Render everything in the material from the line containing "Point to the clock" down to the very end, both included, as a numbered list, leaving out any blank lines.

start Entries supplied

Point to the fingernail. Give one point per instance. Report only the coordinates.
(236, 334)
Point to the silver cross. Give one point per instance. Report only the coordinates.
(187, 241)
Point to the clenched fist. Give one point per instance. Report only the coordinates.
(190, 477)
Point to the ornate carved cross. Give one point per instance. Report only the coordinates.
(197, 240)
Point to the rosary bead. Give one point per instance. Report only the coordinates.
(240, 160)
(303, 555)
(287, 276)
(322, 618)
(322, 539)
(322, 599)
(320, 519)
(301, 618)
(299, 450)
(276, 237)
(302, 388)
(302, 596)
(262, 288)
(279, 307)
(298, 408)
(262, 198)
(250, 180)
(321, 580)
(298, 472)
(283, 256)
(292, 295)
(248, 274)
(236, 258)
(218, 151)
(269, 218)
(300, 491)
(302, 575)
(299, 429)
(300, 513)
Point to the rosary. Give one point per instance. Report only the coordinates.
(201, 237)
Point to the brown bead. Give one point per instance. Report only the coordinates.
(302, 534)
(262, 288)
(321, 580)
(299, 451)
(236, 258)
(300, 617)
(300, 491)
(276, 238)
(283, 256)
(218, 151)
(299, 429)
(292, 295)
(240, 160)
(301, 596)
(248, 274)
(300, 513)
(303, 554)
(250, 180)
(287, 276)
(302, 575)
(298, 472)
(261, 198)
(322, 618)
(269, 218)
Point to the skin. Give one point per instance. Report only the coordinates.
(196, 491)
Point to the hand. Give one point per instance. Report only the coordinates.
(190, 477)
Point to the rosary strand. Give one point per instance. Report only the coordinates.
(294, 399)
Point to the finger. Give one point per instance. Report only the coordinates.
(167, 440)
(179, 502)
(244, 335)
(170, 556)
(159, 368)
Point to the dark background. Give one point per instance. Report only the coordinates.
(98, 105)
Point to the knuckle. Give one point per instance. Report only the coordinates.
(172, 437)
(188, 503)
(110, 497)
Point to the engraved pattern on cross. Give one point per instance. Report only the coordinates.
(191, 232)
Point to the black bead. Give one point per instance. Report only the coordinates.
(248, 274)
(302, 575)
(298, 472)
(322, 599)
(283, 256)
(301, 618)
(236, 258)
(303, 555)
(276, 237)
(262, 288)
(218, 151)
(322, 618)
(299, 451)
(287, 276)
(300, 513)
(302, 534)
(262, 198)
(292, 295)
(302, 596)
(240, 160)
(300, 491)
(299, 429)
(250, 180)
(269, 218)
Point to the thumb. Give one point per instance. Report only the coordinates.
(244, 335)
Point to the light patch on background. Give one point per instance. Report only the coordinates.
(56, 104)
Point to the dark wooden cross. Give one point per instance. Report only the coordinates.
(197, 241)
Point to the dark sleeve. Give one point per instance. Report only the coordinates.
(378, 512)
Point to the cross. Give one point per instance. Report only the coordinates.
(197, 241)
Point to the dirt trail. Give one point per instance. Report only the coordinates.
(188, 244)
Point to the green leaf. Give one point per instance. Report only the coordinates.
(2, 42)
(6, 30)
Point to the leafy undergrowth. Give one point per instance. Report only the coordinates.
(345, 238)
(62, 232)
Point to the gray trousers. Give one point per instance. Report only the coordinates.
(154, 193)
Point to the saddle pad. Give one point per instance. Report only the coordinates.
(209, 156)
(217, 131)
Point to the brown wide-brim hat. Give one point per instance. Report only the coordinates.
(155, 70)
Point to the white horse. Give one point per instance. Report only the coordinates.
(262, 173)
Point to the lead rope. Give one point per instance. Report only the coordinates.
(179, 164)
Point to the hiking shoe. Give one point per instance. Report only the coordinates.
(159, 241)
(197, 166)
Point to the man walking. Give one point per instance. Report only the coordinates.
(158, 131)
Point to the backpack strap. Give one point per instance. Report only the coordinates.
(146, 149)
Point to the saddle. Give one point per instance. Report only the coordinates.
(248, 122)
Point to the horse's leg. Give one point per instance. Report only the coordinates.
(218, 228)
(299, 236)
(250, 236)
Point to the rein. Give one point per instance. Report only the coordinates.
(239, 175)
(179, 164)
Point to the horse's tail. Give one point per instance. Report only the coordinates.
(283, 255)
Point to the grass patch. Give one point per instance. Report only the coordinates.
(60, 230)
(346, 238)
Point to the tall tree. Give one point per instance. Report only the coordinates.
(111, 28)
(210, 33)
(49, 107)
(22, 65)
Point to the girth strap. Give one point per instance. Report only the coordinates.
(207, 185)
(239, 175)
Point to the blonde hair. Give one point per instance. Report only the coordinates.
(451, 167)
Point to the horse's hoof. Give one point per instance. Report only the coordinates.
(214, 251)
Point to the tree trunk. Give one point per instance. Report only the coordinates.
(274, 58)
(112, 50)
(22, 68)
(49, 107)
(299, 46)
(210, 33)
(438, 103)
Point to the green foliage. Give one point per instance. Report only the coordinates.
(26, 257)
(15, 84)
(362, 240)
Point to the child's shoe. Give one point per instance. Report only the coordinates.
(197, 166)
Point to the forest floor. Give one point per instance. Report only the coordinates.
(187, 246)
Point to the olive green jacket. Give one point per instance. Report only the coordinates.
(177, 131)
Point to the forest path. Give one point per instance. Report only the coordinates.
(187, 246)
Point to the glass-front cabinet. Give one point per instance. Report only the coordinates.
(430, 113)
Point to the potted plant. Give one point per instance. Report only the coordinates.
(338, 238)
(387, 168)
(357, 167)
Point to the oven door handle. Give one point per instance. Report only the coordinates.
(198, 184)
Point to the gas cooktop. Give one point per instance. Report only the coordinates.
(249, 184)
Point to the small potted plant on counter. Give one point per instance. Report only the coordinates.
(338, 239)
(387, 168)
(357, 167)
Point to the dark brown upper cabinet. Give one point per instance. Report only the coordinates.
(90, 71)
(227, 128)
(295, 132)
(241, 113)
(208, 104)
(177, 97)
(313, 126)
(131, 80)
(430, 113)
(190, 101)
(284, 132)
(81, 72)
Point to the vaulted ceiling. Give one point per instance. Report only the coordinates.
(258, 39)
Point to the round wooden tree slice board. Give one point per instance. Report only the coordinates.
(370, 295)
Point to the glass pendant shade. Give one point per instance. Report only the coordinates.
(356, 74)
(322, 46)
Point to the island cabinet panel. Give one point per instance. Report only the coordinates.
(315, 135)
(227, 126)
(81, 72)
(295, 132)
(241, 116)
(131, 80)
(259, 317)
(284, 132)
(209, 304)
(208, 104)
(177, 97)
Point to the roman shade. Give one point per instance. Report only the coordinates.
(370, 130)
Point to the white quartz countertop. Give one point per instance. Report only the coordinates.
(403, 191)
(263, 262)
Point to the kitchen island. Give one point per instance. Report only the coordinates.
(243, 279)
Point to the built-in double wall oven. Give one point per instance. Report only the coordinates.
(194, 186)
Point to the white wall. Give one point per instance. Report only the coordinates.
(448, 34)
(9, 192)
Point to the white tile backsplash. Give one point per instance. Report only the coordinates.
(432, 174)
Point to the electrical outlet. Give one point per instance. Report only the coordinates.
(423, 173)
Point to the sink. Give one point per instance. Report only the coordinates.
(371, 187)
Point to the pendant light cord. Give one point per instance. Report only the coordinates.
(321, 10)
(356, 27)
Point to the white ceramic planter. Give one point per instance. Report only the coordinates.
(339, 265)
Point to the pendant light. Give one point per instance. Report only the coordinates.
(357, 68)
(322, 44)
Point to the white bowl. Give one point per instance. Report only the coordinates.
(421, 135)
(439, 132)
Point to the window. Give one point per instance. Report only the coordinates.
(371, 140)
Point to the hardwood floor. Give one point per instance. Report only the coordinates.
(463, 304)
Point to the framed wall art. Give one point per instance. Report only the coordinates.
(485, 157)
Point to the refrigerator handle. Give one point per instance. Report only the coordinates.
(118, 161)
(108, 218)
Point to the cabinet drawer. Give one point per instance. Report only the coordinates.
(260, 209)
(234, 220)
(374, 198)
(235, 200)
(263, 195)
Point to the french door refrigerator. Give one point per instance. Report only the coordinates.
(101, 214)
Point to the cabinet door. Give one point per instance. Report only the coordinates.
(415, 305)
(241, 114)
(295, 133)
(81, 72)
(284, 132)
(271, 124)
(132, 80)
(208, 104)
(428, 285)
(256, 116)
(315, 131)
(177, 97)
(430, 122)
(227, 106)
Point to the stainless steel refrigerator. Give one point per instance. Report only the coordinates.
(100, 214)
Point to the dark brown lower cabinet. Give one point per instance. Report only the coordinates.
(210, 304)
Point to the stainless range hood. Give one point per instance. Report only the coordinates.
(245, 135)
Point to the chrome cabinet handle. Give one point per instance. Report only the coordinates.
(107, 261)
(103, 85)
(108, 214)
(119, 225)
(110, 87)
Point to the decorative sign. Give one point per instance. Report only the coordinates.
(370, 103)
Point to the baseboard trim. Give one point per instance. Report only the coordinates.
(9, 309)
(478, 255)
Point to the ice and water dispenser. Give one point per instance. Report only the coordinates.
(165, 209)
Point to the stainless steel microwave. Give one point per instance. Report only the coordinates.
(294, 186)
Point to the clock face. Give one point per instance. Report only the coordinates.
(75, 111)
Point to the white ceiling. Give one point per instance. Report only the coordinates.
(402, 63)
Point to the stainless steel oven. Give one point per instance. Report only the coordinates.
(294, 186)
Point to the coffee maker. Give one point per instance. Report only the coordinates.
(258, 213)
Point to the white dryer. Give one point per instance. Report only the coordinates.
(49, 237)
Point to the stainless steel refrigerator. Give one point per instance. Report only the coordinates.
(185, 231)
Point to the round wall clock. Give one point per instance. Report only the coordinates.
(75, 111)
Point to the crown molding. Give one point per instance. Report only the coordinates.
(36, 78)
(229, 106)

end Entries supplied

## Written response
1. Point to the clock face. Give one point per instance. Report only the coordinates.
2. (75, 111)
3. Point to the white ceiling. Give one point per instance. Report only the coordinates.
4. (402, 63)
5. Point to the stainless steel oven. Give one point per instance. Report only the coordinates.
6. (294, 186)
7. Point to the coffee maker. Give one point per instance. Report only the coordinates.
8. (258, 213)
9. Point to the white dryer. Give one point per instance. Report only the coordinates.
10. (49, 237)
11. Point to the stainless steel refrigerator. Give one point per instance. Report only the coordinates.
12. (185, 231)
13. Point to the round wall clock. Give one point per instance. Report only the coordinates.
14. (75, 111)
15. Point to the crown molding. Give one point per instance. Report only the coordinates.
16. (36, 78)
17. (229, 106)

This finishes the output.